■ TASK REQUIREMENTS:
Repeat the listing in full, preserving every character.

■ RECORDS:
(begin)
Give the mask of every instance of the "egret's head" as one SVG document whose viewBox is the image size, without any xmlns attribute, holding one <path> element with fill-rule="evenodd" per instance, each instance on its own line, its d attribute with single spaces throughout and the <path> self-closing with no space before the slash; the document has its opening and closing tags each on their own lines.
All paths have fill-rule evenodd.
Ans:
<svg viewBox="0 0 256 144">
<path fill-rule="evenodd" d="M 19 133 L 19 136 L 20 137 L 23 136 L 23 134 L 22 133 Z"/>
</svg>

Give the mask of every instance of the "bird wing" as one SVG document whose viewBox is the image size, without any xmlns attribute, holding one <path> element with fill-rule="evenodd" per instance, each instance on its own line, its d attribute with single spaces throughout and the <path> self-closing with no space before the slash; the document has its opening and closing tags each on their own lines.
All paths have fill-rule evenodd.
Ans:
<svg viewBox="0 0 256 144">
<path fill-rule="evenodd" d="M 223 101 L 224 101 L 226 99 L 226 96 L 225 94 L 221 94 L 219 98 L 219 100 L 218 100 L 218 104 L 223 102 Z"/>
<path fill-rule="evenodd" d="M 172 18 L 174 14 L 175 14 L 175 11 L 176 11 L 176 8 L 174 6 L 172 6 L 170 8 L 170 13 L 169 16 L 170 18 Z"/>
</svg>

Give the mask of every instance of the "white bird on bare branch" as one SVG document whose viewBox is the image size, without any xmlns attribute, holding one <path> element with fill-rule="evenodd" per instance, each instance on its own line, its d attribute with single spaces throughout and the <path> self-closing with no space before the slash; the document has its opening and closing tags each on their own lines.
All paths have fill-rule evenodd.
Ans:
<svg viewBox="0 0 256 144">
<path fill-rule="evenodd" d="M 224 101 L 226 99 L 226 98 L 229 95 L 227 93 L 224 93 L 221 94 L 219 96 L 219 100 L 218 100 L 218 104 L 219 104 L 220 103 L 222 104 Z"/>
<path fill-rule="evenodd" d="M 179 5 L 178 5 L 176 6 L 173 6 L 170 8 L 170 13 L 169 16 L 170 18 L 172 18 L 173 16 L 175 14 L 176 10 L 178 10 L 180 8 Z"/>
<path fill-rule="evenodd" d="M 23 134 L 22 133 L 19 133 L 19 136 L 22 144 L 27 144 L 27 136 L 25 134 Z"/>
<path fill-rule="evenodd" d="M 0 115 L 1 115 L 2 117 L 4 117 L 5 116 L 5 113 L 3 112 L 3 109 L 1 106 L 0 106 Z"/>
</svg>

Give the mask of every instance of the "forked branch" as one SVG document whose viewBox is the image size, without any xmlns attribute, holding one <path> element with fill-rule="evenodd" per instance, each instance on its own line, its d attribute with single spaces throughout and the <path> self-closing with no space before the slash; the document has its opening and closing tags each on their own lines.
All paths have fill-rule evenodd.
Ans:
(end)
■ SOLVED EXERCISE:
Give the mask of every instance of the "egret's head" as one SVG document whose viewBox is the image size, without any xmlns attribute, holding one <path> element with fill-rule="evenodd" per instance, each instance on its own line, its d attribute with single spaces throughout and the <path> self-closing with no space before the slash; the document has its opening and closing tags each on their own lines.
All paths have fill-rule evenodd.
Ans:
<svg viewBox="0 0 256 144">
<path fill-rule="evenodd" d="M 19 133 L 19 136 L 20 137 L 23 136 L 23 134 L 22 133 Z"/>
</svg>

Give the mask of every instance of the "bird wing" as one SVG document whose viewBox is the image size, without any xmlns attribute, holding one <path> element with fill-rule="evenodd" per instance, each instance on its own line, its d attribute with single spaces throughout and the <path> self-closing with no space before the slash; the document has its opening and closing tags each on their own lines.
All paths have fill-rule evenodd.
Ans:
<svg viewBox="0 0 256 144">
<path fill-rule="evenodd" d="M 223 101 L 224 101 L 226 99 L 226 96 L 225 94 L 221 94 L 219 98 L 219 100 L 218 100 L 218 104 L 223 102 Z"/>
<path fill-rule="evenodd" d="M 172 18 L 174 14 L 175 14 L 175 11 L 176 11 L 176 8 L 174 6 L 172 6 L 170 8 L 170 13 L 169 16 L 170 18 Z"/>
</svg>

Give the mask of every instance of the "white bird on bare branch" as one SVG document whose viewBox is the image size, without any xmlns attribute, holding one <path> element with fill-rule="evenodd" per instance, each instance on its own line, its d attribute with single spaces throughout and the <path> self-closing with no space before the slash; the document has its opening and closing tags each on their own lines.
All paths have fill-rule evenodd.
Ans:
<svg viewBox="0 0 256 144">
<path fill-rule="evenodd" d="M 224 101 L 226 99 L 226 98 L 229 95 L 227 93 L 224 93 L 221 94 L 219 96 L 219 100 L 218 100 L 218 104 L 219 104 L 220 103 L 222 104 Z"/>
<path fill-rule="evenodd" d="M 179 5 L 178 5 L 176 6 L 173 6 L 170 8 L 170 13 L 169 16 L 170 18 L 172 18 L 173 16 L 175 14 L 176 10 L 178 10 L 180 8 Z"/>
<path fill-rule="evenodd" d="M 23 134 L 22 133 L 19 133 L 19 136 L 22 144 L 27 144 L 27 136 L 25 134 Z"/>
<path fill-rule="evenodd" d="M 0 115 L 1 115 L 2 117 L 4 117 L 5 116 L 5 113 L 3 112 L 3 109 L 1 106 L 0 106 Z"/>
</svg>

Give the mask of every instance of the "forked branch" as one SVG document whose viewBox is the image size, without any xmlns attribute, holding one <path> element with fill-rule="evenodd" per instance, each instance on its own line, its d attribute with single spaces throughout and the <path> self-closing with no space before the slash; the document has its opening and closing tags each on their own lines.
All paths have fill-rule evenodd.
Ans:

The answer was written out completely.